* **Challenge**
Transcribe the records below in full; pictures stay out of the copy.

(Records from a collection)
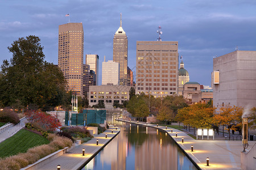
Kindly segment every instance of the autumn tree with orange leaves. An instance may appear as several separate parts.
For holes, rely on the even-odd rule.
[[[235,105],[225,105],[219,108],[217,114],[215,114],[215,121],[224,125],[229,132],[229,139],[230,139],[230,130],[236,130],[242,125],[242,114],[243,109]]]
[[[215,108],[209,107],[206,104],[198,103],[179,109],[176,120],[185,125],[209,129],[214,123],[215,109]]]

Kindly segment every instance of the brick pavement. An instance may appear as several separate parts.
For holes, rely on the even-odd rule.
[[[113,133],[112,133],[112,130],[113,130]],[[115,130],[113,125],[110,125],[109,129],[104,133],[94,135],[91,140],[76,146],[65,154],[54,159],[49,163],[46,163],[36,169],[56,170],[59,164],[60,165],[61,170],[79,169],[93,158],[94,156],[97,155],[119,131],[118,128]],[[106,139],[106,134],[108,135]],[[98,145],[96,145],[97,139]],[[85,149],[85,156],[82,155],[82,148]]]
[[[165,131],[172,137],[175,142],[179,146],[189,159],[192,160],[201,169],[241,169],[240,154],[243,150],[242,141],[226,140],[196,140],[189,136],[186,133],[177,129],[165,126],[148,124],[146,122],[132,121],[121,121],[131,122],[158,128]],[[177,133],[177,137],[176,137]],[[181,138],[184,138],[184,143]],[[255,143],[255,141],[249,141],[249,150]],[[193,146],[193,151],[191,151],[191,145]],[[209,158],[209,166],[207,166],[206,158]]]

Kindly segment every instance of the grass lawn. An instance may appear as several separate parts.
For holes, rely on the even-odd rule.
[[[25,129],[22,129],[11,137],[0,143],[0,158],[26,152],[36,146],[48,144],[46,138]]]
[[[5,125],[6,124],[6,123],[4,122],[0,122],[0,127],[3,126],[3,125]]]

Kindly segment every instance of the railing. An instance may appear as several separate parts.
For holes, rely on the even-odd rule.
[[[15,133],[22,128],[23,126],[22,126],[20,122],[18,123],[18,124],[8,130],[8,136]]]
[[[240,137],[240,141],[242,141],[242,137],[241,136],[237,136],[237,141],[238,141],[237,137]]]
[[[9,129],[10,126],[13,125],[13,124],[11,124],[10,122],[8,122],[5,125],[2,126],[0,128],[0,134],[4,132],[7,129]]]

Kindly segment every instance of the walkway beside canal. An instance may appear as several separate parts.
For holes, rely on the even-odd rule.
[[[116,120],[128,123],[158,128],[167,133],[175,142],[196,163],[201,169],[241,169],[241,152],[243,151],[242,141],[226,140],[196,140],[184,131],[155,124],[146,124],[144,122]],[[177,133],[177,137],[176,137]],[[181,139],[184,139],[182,143]],[[247,150],[254,144],[255,141],[249,141]],[[191,151],[191,145],[193,151]],[[209,159],[209,166],[207,166],[207,158]]]
[[[61,170],[80,169],[119,132],[118,128],[116,130],[113,125],[110,125],[109,129],[105,130],[104,133],[94,135],[91,140],[76,146],[65,154],[37,168],[36,169],[56,170],[57,165],[60,165]],[[106,134],[107,134],[107,138],[106,138]],[[97,140],[98,140],[98,145],[96,144]],[[82,156],[83,148],[85,149],[85,156]]]

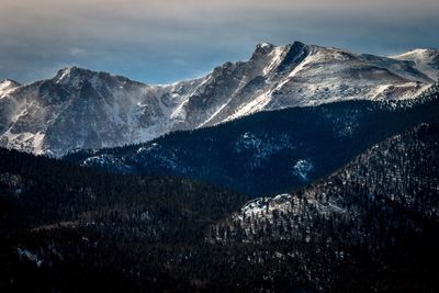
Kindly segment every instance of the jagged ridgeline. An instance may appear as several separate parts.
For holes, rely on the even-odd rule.
[[[60,157],[75,148],[149,142],[261,111],[347,100],[416,98],[439,78],[439,52],[380,57],[260,44],[246,61],[151,86],[71,67],[31,84],[0,81],[0,146]]]
[[[300,192],[245,204],[2,149],[0,286],[436,292],[438,150],[438,124],[423,124]]]
[[[248,202],[211,239],[255,246],[250,262],[282,263],[271,274],[279,290],[302,271],[326,292],[436,292],[439,123],[389,138],[299,192]]]
[[[438,86],[409,101],[347,101],[257,113],[64,159],[111,172],[172,174],[254,196],[328,176],[372,144],[439,115]]]

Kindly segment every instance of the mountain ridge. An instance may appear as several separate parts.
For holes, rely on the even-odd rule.
[[[59,157],[75,148],[148,142],[261,111],[414,99],[434,82],[428,75],[439,68],[407,59],[301,42],[259,44],[247,61],[225,63],[204,77],[156,86],[68,67],[52,79],[0,91],[0,146]]]

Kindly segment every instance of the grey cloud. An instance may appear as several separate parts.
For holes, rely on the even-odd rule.
[[[437,0],[3,0],[0,79],[79,65],[149,82],[246,59],[261,42],[300,40],[393,54],[439,47]]]

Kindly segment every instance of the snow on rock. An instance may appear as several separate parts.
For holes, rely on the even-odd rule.
[[[79,67],[49,80],[0,83],[0,146],[63,156],[148,142],[260,111],[345,100],[414,99],[439,77],[437,50],[394,57],[260,44],[248,61],[205,77],[148,86]]]

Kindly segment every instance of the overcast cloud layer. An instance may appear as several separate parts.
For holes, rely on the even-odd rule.
[[[249,57],[257,43],[390,55],[439,47],[438,0],[1,0],[0,79],[78,65],[167,83]]]

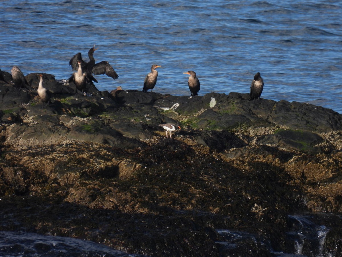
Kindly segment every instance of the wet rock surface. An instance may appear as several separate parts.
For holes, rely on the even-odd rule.
[[[276,256],[298,253],[305,212],[326,240],[301,253],[339,256],[341,114],[235,93],[75,95],[47,74],[42,108],[37,74],[0,84],[0,230],[151,256]],[[176,122],[166,138],[159,124]]]

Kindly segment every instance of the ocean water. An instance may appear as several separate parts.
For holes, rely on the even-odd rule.
[[[79,52],[107,60],[119,76],[96,76],[110,91],[142,90],[152,64],[154,91],[190,95],[249,93],[260,72],[262,97],[310,102],[342,113],[342,3],[315,1],[0,1],[0,69],[56,79],[72,73]]]

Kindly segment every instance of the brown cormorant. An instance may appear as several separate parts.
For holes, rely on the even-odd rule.
[[[158,76],[158,72],[156,71],[155,69],[158,67],[161,66],[157,64],[153,64],[152,65],[152,67],[151,67],[151,72],[146,75],[145,80],[144,81],[143,92],[147,92],[147,90],[149,89],[151,89],[151,92],[152,92],[152,90],[157,83],[157,77]]]
[[[12,74],[13,81],[14,82],[15,89],[17,89],[17,86],[20,88],[25,87],[25,85],[29,86],[23,73],[17,66],[13,66],[11,70],[11,73]]]
[[[190,75],[188,80],[189,89],[191,92],[191,96],[198,95],[197,93],[199,91],[200,87],[199,85],[199,81],[196,77],[196,73],[192,71],[189,71],[187,72],[183,72],[183,74]]]
[[[110,94],[111,95],[113,96],[115,96],[115,93],[118,91],[119,91],[121,90],[122,90],[122,88],[121,87],[121,86],[118,86],[118,87],[116,88],[116,89],[114,89],[110,91]]]
[[[249,94],[249,100],[258,99],[261,95],[262,90],[264,89],[264,80],[260,75],[260,72],[258,72],[254,75],[254,79],[251,85],[251,91]]]

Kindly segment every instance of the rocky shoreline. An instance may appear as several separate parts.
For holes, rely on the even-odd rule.
[[[37,74],[0,83],[0,230],[150,256],[273,256],[295,252],[289,215],[310,213],[329,228],[323,253],[341,256],[342,115],[235,93],[75,95],[48,74],[43,108]],[[166,138],[159,124],[175,122]],[[254,239],[227,245],[220,230]]]

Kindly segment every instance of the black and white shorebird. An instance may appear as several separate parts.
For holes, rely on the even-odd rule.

* **Completed exercise**
Kindly segment every instance of the autumn tree with orange leaves. An instance may appear as several separate parts.
For holes, rely on the even-odd rule.
[[[235,105],[225,105],[219,108],[217,114],[215,114],[215,121],[224,125],[229,132],[229,139],[230,139],[230,130],[236,130],[242,125],[242,114],[243,109]]]
[[[215,108],[209,107],[206,104],[198,103],[179,109],[176,120],[185,125],[209,129],[214,123],[215,109]]]

Kindly segment every instance of the brick pavement. An instance may appear as several separate parts.
For holes, rely on the even-odd rule.
[[[113,133],[112,133],[112,130],[113,130]],[[115,130],[113,125],[110,125],[109,129],[104,133],[94,135],[91,140],[76,146],[65,154],[54,159],[49,163],[46,163],[36,169],[56,170],[59,164],[60,165],[61,170],[79,169],[93,158],[94,156],[97,155],[119,131],[118,128]],[[106,139],[106,134],[108,135]],[[98,145],[96,145],[97,139]],[[85,149],[85,156],[82,155],[82,148]]]
[[[165,131],[172,137],[175,142],[179,146],[189,159],[192,160],[201,169],[241,169],[240,154],[243,150],[242,141],[226,140],[196,140],[189,136],[186,133],[177,129],[165,126],[148,124],[146,122],[132,121],[121,121],[131,122],[158,128]],[[177,133],[177,137],[176,137]],[[181,138],[184,138],[184,143]],[[255,143],[255,141],[249,141],[249,150]],[[193,146],[193,151],[191,151],[191,145]],[[209,158],[209,166],[207,166],[206,158]]]

Kindly segment every instance of the grass lawn. An instance may appear as several separate parts.
For holes, rely on the even-odd rule.
[[[25,129],[22,129],[11,137],[0,143],[0,158],[26,152],[36,146],[48,144],[46,138]]]
[[[5,125],[6,124],[6,123],[4,122],[0,122],[0,127],[3,126],[3,125]]]

Kindly segment every instance of the railing. An instance may appear as several separate parts.
For holes, rely on the even-odd rule.
[[[15,133],[22,128],[23,126],[22,126],[20,122],[18,123],[18,124],[8,130],[8,136]]]
[[[240,137],[240,141],[242,141],[242,137],[241,136],[237,136],[237,141],[238,141],[237,137]]]
[[[9,129],[10,126],[13,125],[13,124],[11,124],[10,122],[8,122],[5,125],[2,126],[0,128],[0,134],[4,132],[7,129]]]

Kindly segment every instance of the walkway beside canal. An instance may appear as several separate parts.
For holes, rely on the even-odd rule.
[[[116,120],[128,123],[158,128],[167,133],[175,142],[196,163],[201,169],[241,169],[241,152],[243,151],[242,141],[226,140],[196,140],[184,131],[155,124],[146,124],[144,122]],[[177,133],[177,137],[176,137]],[[181,139],[184,139],[182,143]],[[247,150],[254,144],[255,141],[249,141]],[[191,151],[191,145],[193,151]],[[209,159],[209,166],[207,166],[207,158]]]
[[[61,170],[80,169],[119,132],[118,128],[116,130],[113,125],[110,125],[109,129],[105,130],[104,133],[94,135],[91,140],[76,146],[65,154],[37,168],[36,169],[56,170],[57,165],[60,165]],[[106,134],[107,134],[107,138],[106,138]],[[97,140],[98,140],[98,145],[96,144]],[[82,156],[83,148],[85,149],[85,156]]]

Kindly segment every instance of the jagged ridgeline. An instance may appear as several separate parts.
For holes, rely on the even-odd rule.
[[[60,157],[75,148],[149,142],[261,111],[347,100],[416,98],[439,78],[439,52],[380,57],[260,44],[246,61],[151,86],[71,67],[31,84],[0,81],[0,146]]]
[[[300,192],[245,204],[2,149],[0,286],[436,292],[438,150],[438,124],[423,124]]]
[[[248,202],[211,239],[255,246],[250,262],[282,263],[271,274],[279,290],[302,271],[326,292],[436,292],[439,123],[389,138],[299,192]]]
[[[438,86],[409,101],[347,101],[257,113],[64,159],[111,172],[172,174],[254,196],[328,176],[372,144],[439,115]]]

Kindly segment every instance of the mountain ridge. An instance may appear as several separate parts.
For holes, rely on the even-odd rule.
[[[59,157],[75,148],[148,142],[261,111],[414,99],[434,82],[428,75],[439,68],[407,59],[301,42],[259,44],[247,61],[225,63],[204,77],[156,86],[68,67],[52,79],[0,91],[0,146]]]

Kindly segment every instance of the grey cloud. An instance may appear as several separate parts.
For holes, rely on the even-odd rule.
[[[437,0],[3,0],[0,79],[79,65],[149,82],[246,59],[261,42],[300,40],[393,54],[439,47]]]

Kindly segment every instance of the snow on rock. An instance may appear as several separate parts.
For holes, rely on the even-odd rule.
[[[79,67],[49,80],[0,83],[0,146],[63,156],[148,142],[260,111],[345,100],[414,99],[439,77],[437,50],[394,57],[260,44],[248,61],[205,77],[148,86]]]

Kindly segment every instance of the overcast cloud layer. An instance may appear as several separate parts.
For holes, rely on the even-odd rule.
[[[249,57],[257,43],[390,55],[439,47],[438,0],[1,0],[0,79],[78,65],[167,83]]]

Kindly segment every instance of the wet rock surface. An instance may appear as several separate parts.
For holes, rely on the even-odd rule.
[[[276,256],[298,253],[305,212],[326,240],[301,253],[339,256],[341,114],[235,93],[75,95],[47,74],[42,108],[37,74],[0,84],[0,230],[151,256]],[[176,122],[166,138],[159,124]]]

Kindly segment every instance of the ocean water. An instance may appear as several separate parts.
For holes, rely on the even-odd rule.
[[[79,52],[107,60],[119,76],[96,76],[110,91],[142,90],[152,64],[154,91],[190,95],[249,93],[260,72],[262,97],[310,102],[342,113],[342,3],[315,1],[0,1],[0,69],[56,79],[72,73]]]

Kindly segment every instance of the brown cormorant. An instance may appear as several separate parts.
For holes, rely on the even-odd rule.
[[[158,76],[158,72],[156,71],[155,69],[158,67],[161,66],[157,64],[153,64],[152,65],[152,67],[151,67],[151,72],[146,75],[145,80],[144,81],[143,92],[147,92],[147,90],[149,89],[151,89],[151,92],[152,92],[152,90],[157,83],[157,77]]]
[[[12,74],[13,81],[14,82],[15,89],[17,89],[17,86],[20,88],[25,87],[25,85],[29,86],[23,73],[17,66],[13,66],[11,70],[11,73]]]
[[[190,75],[188,80],[189,89],[191,92],[191,96],[198,95],[197,93],[199,91],[200,87],[199,85],[199,81],[196,77],[196,73],[192,71],[189,71],[187,72],[183,72],[183,74]]]
[[[110,94],[111,95],[113,96],[115,96],[115,93],[118,91],[119,91],[121,90],[122,90],[122,88],[121,87],[121,86],[118,86],[118,87],[116,88],[116,89],[114,89],[110,91]]]
[[[249,94],[249,100],[258,99],[261,95],[262,90],[264,89],[264,80],[260,75],[260,72],[258,72],[254,75],[254,79],[251,85],[251,91]]]

Kindly segment every instance of the rocky shoreline. An instance may appear as several separate parts.
For holes, rely on the even-odd rule.
[[[37,74],[0,83],[0,230],[150,256],[273,256],[295,252],[289,215],[310,213],[329,228],[323,253],[341,256],[342,115],[235,93],[75,95],[48,74],[43,108]],[[166,138],[159,124],[175,122]],[[254,239],[227,245],[220,230]]]

Kindly segment every instance of the black and white shorebird. An instance may appear as several separate parts.
For holes, rely on the even-odd rule.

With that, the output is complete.